- **Recorded information**

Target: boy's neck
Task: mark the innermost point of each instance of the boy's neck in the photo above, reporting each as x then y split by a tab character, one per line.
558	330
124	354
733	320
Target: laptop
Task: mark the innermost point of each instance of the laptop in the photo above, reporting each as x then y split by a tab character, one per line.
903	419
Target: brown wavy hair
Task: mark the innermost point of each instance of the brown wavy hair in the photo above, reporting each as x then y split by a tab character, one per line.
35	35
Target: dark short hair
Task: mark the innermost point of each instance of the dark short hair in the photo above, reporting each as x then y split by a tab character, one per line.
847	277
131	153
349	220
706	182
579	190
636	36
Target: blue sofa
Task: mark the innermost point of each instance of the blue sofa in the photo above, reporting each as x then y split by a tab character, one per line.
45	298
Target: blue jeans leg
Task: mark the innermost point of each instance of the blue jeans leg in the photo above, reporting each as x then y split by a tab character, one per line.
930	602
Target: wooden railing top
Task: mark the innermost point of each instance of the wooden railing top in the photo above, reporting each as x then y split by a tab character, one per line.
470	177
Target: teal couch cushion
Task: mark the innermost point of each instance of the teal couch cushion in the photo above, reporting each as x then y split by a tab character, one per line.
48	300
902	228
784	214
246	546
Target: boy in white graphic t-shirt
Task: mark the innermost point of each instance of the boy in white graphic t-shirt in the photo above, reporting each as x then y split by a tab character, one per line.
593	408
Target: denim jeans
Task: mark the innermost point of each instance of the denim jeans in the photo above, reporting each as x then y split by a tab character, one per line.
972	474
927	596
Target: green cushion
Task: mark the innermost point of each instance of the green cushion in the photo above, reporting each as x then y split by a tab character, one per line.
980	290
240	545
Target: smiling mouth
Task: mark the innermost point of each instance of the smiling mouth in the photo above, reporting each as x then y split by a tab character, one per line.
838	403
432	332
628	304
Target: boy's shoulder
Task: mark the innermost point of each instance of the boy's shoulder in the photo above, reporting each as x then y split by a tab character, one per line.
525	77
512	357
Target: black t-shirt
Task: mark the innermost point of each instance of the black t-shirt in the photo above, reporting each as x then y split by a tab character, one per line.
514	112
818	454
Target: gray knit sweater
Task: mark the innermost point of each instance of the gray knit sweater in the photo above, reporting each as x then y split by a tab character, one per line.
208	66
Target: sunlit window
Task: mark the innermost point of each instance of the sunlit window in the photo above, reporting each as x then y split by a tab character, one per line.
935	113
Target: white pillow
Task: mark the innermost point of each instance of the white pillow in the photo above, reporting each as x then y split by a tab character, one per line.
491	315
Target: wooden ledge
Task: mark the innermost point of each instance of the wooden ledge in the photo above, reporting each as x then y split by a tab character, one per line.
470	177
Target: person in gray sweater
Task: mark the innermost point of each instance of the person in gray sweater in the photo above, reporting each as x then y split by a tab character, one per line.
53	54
---
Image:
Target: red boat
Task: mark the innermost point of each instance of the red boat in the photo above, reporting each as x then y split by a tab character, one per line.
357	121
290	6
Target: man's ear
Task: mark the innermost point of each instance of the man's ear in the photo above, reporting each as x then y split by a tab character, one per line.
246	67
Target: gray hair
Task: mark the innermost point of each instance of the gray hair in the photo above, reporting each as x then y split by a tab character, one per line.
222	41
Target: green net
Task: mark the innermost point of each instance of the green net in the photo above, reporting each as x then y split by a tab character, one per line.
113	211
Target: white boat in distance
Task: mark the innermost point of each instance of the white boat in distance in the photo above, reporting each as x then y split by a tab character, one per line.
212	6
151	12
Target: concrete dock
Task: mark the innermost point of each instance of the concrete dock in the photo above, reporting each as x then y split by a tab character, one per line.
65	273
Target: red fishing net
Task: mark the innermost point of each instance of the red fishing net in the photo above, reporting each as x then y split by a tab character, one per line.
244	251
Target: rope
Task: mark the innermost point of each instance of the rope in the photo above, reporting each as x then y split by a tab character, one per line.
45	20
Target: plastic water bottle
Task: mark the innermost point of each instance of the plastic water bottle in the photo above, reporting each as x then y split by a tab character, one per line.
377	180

- **Your goal**
Starting at the line that contains "the boy's neck" and stopping after the line that contains "Target: laptop", write out every line exactly as it appears above, and no other line.

- **Response for this exercise**
Task: mark the innermost point of each instance of the boy's neck in the photo above, reporting each as x then y split by a tab character, one per line.
558	330
124	354
733	320
Target: laptop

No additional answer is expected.